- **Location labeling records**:
--
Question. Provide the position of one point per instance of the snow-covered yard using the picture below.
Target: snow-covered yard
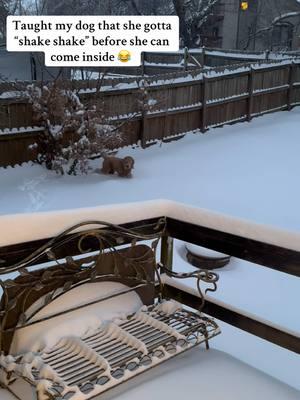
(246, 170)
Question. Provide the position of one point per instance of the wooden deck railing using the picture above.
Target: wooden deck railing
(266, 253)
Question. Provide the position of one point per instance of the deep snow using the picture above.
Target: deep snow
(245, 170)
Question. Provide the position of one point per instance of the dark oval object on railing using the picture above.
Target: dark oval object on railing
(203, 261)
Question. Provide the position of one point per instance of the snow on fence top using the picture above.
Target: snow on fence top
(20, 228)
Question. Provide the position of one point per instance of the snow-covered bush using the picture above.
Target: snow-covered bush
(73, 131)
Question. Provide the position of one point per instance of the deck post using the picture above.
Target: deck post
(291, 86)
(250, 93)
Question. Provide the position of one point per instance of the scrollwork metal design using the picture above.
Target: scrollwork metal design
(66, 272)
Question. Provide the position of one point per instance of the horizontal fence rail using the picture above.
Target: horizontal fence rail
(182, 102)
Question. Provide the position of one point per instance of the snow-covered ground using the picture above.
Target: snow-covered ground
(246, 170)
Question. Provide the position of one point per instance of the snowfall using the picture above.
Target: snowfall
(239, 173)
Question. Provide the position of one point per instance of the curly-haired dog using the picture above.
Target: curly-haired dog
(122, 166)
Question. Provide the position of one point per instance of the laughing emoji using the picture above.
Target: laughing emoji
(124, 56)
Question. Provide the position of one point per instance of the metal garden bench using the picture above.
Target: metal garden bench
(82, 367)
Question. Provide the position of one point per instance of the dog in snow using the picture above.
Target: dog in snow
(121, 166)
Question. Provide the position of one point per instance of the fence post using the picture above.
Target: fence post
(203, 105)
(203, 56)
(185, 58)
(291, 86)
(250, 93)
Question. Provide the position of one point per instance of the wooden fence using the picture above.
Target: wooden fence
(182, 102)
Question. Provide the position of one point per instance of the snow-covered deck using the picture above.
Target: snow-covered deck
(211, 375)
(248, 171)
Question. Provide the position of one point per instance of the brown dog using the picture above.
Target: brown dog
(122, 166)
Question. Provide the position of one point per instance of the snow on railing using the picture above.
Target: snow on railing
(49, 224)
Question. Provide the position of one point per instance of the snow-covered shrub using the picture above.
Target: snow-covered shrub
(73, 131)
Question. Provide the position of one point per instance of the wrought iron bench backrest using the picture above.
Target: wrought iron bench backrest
--
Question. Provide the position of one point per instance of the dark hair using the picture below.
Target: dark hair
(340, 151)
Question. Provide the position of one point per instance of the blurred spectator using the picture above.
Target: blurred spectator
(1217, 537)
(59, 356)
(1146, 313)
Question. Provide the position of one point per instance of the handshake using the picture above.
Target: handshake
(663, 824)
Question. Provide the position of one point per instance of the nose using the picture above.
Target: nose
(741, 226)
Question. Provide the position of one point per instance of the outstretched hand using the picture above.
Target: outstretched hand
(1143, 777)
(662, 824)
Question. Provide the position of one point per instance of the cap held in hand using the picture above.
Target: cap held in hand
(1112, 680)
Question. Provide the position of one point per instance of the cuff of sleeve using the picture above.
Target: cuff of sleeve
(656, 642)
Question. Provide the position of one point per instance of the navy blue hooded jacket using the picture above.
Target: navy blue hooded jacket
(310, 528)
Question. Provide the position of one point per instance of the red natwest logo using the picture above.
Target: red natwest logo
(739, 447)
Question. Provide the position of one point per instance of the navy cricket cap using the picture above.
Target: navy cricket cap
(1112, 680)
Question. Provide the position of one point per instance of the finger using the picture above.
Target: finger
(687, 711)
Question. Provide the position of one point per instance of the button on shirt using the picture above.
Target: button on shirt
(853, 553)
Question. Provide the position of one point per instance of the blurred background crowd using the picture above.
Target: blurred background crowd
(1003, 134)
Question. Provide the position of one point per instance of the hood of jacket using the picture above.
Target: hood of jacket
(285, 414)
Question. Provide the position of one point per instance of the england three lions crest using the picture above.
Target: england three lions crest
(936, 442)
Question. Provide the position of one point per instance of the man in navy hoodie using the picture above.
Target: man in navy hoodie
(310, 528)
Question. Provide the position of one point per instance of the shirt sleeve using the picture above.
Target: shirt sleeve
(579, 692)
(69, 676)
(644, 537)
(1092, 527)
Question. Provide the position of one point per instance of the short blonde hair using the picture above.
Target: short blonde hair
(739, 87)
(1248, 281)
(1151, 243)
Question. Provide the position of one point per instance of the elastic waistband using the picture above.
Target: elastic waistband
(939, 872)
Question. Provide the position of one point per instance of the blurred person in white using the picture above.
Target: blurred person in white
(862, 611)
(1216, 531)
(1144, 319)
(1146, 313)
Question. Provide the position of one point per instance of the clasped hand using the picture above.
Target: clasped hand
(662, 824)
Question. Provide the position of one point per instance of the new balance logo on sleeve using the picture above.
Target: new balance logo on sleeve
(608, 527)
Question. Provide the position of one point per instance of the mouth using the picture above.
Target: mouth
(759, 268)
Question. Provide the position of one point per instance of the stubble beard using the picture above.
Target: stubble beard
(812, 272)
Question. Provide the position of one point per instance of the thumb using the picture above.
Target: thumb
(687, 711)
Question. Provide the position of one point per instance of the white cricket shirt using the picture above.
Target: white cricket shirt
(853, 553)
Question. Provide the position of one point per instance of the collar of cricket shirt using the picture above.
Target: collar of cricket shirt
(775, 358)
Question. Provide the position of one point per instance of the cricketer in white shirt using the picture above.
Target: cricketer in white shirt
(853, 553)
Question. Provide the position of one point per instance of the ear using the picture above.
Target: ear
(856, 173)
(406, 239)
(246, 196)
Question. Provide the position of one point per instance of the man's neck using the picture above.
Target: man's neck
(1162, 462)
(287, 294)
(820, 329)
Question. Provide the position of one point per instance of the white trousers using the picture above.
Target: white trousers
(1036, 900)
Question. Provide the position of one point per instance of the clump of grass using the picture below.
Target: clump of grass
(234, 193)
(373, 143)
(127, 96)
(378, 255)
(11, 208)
--
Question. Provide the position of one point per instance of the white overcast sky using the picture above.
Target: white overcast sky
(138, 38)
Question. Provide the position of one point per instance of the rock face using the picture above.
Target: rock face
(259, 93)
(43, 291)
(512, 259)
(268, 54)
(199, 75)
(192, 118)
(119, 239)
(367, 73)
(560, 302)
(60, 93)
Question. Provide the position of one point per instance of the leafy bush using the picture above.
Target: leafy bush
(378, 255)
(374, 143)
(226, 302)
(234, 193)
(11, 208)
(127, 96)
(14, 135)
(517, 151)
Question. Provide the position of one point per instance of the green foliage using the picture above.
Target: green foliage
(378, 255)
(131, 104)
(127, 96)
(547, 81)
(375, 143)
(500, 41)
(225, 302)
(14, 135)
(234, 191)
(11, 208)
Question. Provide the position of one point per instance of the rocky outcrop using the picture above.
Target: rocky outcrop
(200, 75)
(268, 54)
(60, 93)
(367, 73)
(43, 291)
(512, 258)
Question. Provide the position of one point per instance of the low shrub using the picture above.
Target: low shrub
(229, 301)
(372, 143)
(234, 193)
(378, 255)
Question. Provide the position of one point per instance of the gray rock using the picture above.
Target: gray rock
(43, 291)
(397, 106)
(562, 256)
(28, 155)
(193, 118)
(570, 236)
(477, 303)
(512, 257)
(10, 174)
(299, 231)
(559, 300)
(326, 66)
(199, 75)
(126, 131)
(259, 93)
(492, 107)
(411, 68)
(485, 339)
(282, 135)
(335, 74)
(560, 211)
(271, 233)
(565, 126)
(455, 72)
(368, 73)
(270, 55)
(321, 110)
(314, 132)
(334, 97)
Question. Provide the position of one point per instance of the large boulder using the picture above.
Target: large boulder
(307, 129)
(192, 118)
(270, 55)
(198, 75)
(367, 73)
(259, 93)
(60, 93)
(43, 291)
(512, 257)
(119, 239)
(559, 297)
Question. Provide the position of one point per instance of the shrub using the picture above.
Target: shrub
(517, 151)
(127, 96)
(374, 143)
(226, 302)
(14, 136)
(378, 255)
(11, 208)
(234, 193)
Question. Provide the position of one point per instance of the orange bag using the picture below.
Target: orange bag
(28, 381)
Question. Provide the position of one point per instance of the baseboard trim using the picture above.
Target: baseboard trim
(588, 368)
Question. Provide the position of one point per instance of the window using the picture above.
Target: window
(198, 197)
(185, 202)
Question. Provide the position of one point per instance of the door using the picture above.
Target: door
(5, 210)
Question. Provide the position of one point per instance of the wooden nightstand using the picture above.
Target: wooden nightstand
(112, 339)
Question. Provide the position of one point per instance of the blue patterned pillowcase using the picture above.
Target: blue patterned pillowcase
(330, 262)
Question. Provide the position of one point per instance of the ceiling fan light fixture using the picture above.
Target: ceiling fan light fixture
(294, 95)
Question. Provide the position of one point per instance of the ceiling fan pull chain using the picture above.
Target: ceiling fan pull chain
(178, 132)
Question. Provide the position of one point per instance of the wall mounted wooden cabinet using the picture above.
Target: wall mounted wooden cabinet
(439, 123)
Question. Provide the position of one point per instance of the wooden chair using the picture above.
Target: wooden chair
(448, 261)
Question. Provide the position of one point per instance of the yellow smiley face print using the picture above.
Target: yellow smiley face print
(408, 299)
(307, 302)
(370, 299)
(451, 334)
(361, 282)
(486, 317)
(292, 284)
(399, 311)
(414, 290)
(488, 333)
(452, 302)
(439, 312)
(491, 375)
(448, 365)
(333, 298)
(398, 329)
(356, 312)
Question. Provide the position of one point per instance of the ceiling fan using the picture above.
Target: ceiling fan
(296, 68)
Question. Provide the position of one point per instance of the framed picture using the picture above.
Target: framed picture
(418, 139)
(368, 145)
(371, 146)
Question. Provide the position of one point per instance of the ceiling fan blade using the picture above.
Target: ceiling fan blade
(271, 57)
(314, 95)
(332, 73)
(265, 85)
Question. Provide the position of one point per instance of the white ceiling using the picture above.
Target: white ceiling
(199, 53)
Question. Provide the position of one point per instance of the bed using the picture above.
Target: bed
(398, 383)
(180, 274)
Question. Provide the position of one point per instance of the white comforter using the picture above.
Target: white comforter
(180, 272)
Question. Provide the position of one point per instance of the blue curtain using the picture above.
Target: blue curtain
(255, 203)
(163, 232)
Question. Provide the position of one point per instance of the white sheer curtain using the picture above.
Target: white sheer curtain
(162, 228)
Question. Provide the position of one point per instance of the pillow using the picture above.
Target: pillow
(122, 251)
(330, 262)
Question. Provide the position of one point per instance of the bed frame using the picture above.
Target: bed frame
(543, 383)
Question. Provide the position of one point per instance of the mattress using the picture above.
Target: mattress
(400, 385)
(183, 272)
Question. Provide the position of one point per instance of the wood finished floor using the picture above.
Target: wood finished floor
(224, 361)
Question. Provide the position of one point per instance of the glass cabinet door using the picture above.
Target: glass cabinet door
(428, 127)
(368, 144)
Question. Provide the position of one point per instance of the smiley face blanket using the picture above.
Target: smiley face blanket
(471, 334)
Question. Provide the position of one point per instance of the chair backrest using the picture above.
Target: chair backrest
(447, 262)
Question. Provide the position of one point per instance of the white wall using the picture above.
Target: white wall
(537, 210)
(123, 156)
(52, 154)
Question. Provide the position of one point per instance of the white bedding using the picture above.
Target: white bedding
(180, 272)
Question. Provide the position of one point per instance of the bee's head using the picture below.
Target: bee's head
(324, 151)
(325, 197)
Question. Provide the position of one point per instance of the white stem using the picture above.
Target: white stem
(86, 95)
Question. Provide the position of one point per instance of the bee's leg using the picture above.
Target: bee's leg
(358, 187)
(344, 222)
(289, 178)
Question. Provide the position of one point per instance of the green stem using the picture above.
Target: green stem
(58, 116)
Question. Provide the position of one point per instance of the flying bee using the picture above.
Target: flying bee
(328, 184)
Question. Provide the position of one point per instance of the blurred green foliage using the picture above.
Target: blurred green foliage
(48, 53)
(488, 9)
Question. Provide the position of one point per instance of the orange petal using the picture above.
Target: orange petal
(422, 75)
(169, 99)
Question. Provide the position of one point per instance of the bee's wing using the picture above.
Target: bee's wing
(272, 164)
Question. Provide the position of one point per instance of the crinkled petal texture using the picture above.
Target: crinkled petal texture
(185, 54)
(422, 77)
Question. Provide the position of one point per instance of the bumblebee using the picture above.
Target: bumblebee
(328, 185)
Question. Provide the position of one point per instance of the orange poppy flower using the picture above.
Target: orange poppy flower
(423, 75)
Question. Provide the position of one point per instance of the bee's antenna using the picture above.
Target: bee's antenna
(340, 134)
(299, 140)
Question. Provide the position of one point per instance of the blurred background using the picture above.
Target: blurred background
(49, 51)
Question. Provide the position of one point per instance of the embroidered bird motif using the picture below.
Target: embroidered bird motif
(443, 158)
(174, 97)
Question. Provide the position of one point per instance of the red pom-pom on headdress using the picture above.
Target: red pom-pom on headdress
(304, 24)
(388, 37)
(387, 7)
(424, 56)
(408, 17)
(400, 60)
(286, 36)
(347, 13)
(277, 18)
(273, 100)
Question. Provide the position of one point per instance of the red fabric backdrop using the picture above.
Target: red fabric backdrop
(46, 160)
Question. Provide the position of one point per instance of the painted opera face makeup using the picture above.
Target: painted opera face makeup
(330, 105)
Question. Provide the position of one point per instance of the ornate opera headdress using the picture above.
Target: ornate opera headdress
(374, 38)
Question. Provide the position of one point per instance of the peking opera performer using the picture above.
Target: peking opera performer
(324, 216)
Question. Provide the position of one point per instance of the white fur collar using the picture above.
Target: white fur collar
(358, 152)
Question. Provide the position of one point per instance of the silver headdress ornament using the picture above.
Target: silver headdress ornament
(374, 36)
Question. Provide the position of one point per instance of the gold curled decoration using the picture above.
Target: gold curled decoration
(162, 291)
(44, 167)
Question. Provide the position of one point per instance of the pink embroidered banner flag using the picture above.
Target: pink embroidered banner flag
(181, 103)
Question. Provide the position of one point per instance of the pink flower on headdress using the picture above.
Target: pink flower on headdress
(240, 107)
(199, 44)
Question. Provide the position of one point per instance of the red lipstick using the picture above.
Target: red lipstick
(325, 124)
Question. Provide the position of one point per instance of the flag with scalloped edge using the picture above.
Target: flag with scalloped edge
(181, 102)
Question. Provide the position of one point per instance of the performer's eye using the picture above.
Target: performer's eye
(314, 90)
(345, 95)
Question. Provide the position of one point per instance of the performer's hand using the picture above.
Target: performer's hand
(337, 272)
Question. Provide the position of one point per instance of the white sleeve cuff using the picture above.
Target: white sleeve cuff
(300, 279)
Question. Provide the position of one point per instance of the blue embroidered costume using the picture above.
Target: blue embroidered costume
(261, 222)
--
Count the lines of the data above that contain the string "performer", treating uppercase and lowercase as different. Reply with the number alone.

6